• ВЫБРАННЫЙ ОТРЫВОК:
•••••

Аргументы Недели → Культура № 7(349) от 21.02.2013

Отверженный

, 17:58 , Писатель, критик, драматург

22 февраля исполняется 70 лет Эдуарду Лимонову – писателю и революционеру, основателю запрещённой Национал-большевистской партии, активисту движения «Другая Россия».

Люди, равнодушные к литературе, периодически видят по ТВ, как на оппозиционных митингах толкают или волокут в кутузку худенького заполошного старичка с эспаньолкой а-ля Дон Кихот и огромных очках. Показывают его обычно на общем плане – иначе было бы видно, что это подросток, раздобывший где-то театральный паричок.

Лимонову – семьдесят. Он, выходит, старше Никиты Михалкова. Это бесконечно странно. К тому же я знаю, что Лимонов – один из лучших писателей России. Может, и лучший – по владению словом хотя бы. Во всяком случае, на сто голов выше перехваленного Прилепина, им же и порождённого.

•••••

• ПИСЬМЕННОЕ ЗАДАНИЕ: Перепишите часть статьи о Лимонове, которая открывается словами «Аргументы Недели →» и заканчивается словами «же и порождённого.», переименовав «Никиты Михалкова» в «Олега Табакова». Данные здесь никакой роли не играют.

•••••

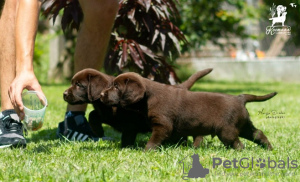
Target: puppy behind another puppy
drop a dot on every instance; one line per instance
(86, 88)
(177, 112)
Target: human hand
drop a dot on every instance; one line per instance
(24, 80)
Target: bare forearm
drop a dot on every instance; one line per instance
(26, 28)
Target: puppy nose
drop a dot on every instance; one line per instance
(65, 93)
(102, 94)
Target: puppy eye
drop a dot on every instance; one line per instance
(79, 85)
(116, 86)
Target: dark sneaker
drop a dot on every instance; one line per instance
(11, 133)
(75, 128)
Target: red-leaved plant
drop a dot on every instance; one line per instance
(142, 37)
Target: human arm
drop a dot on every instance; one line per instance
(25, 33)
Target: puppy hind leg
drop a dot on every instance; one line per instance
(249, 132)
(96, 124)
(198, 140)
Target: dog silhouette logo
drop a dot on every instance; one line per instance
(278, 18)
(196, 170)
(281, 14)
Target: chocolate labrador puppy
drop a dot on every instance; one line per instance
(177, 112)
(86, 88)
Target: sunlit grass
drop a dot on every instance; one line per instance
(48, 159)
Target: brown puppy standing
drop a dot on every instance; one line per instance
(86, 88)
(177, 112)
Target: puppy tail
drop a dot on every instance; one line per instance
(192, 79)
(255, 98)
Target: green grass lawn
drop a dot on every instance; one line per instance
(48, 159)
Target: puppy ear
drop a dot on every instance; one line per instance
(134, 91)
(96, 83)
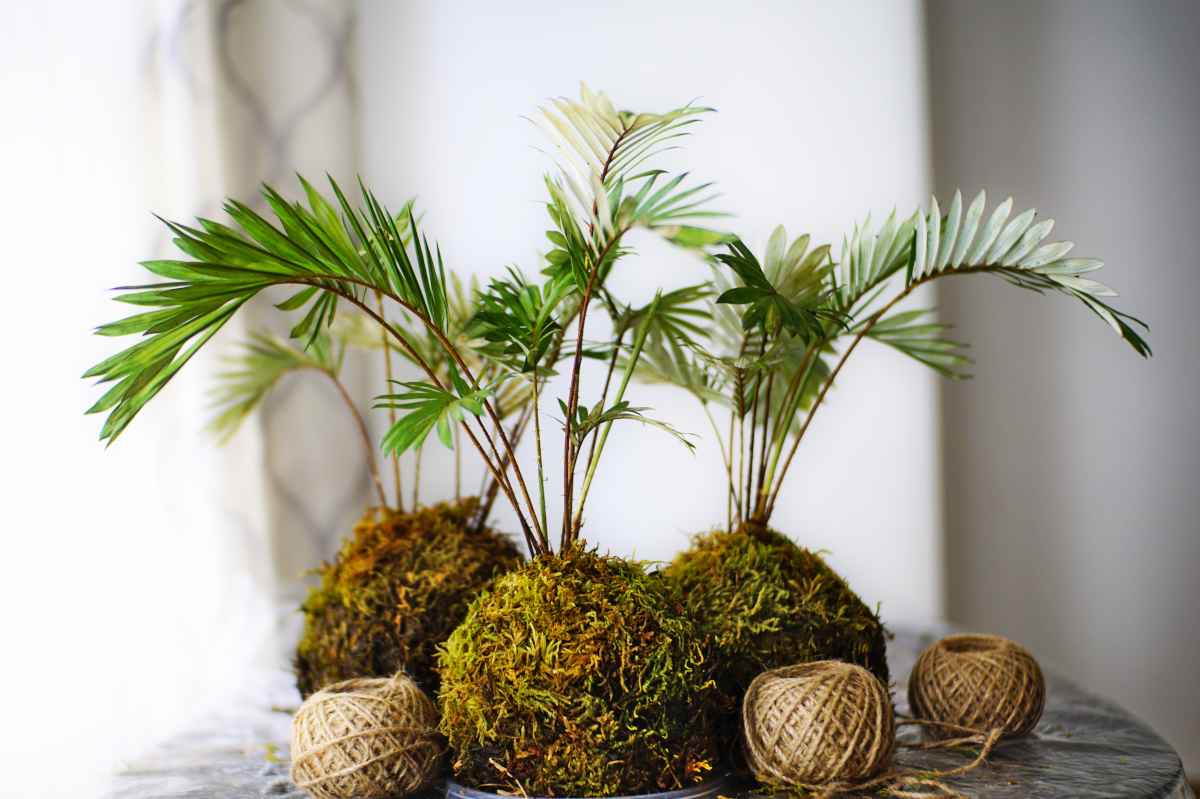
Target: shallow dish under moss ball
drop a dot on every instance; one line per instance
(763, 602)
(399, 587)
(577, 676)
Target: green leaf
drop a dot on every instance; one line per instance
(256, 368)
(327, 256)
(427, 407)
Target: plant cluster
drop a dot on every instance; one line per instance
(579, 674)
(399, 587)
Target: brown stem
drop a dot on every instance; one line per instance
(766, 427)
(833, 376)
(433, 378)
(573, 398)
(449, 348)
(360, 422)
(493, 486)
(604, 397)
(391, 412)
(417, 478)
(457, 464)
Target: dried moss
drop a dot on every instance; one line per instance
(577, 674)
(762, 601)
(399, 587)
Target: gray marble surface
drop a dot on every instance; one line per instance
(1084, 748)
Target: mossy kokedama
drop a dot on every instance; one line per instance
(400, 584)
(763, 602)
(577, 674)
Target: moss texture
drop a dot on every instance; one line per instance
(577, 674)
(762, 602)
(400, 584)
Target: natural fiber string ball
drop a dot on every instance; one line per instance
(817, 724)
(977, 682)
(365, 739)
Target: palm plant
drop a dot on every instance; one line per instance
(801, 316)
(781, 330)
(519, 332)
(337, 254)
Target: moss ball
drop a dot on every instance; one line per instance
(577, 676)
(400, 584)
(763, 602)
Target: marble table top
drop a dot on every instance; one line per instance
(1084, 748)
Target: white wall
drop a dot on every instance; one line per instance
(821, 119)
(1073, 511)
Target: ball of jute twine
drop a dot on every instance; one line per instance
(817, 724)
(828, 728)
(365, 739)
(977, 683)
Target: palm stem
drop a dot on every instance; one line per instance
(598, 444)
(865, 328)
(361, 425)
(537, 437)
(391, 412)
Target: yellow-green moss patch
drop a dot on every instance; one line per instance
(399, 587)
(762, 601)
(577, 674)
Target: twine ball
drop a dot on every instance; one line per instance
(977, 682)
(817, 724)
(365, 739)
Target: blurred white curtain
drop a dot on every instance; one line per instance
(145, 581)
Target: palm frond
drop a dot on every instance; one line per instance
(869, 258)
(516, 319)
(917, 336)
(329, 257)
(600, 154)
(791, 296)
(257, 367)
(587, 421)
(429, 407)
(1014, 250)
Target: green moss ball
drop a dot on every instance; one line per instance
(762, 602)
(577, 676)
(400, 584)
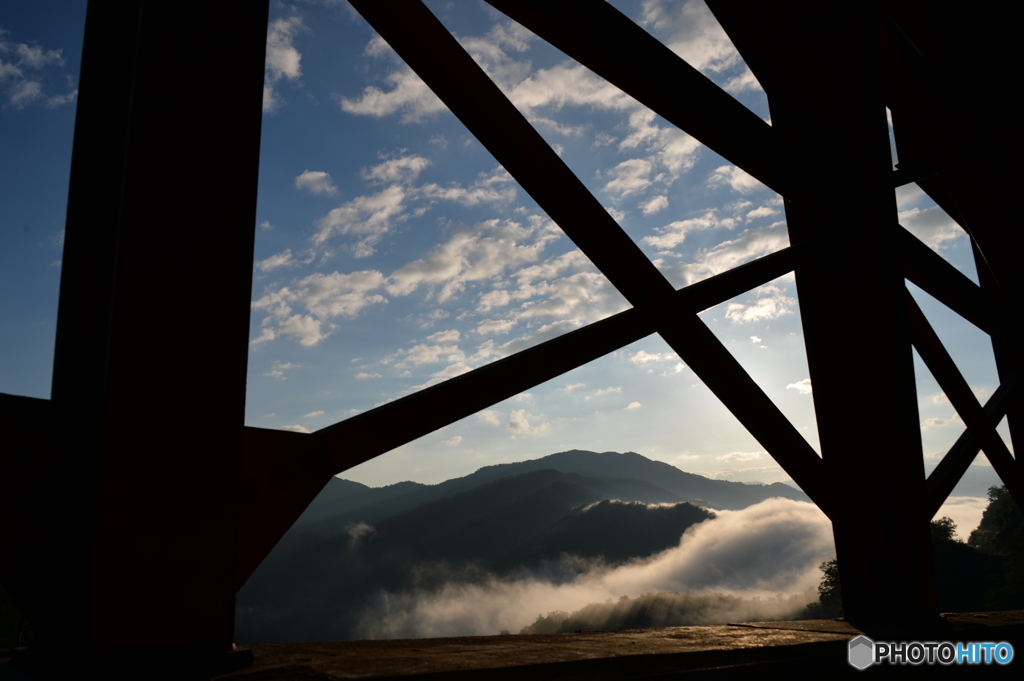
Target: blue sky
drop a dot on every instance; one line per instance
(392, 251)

•••••

• ОТВЕТ К ЗАДАНИЮ:
Аргументы Недели → Культура № 7(349) от 21.02.2013

Отверженный

, 17:58 , Писатель, критик, драматург

22 февраля исполняется 70 лет Эдуарду Лимонову – писателю и революционеру, основателю запрещённой Национал-большевистской партии, активисту движения «Другая Россия».

Люди, равнодушные к литературе, периодически видят по ТВ, как на оппозиционных митингах толкают или волокут в кутузку худенького заполошного старичка с эспаньолкой а-ля Дон Кихот и огромных очках. Показывают его обычно на общем плане – иначе было бы видно, что это подросток, раздобывший где-то театральный паричок.

Лимонову – семьдесят. Он, выходит, старше Олега Табакова. Это бесконечно странно. К тому же я знаю, что Лимонов – один из лучших писателей России. Может, и лучший – по владению словом хотя бы. Во всяком случае, на сто голов выше перехваленного Прилепина, им же и порождённого.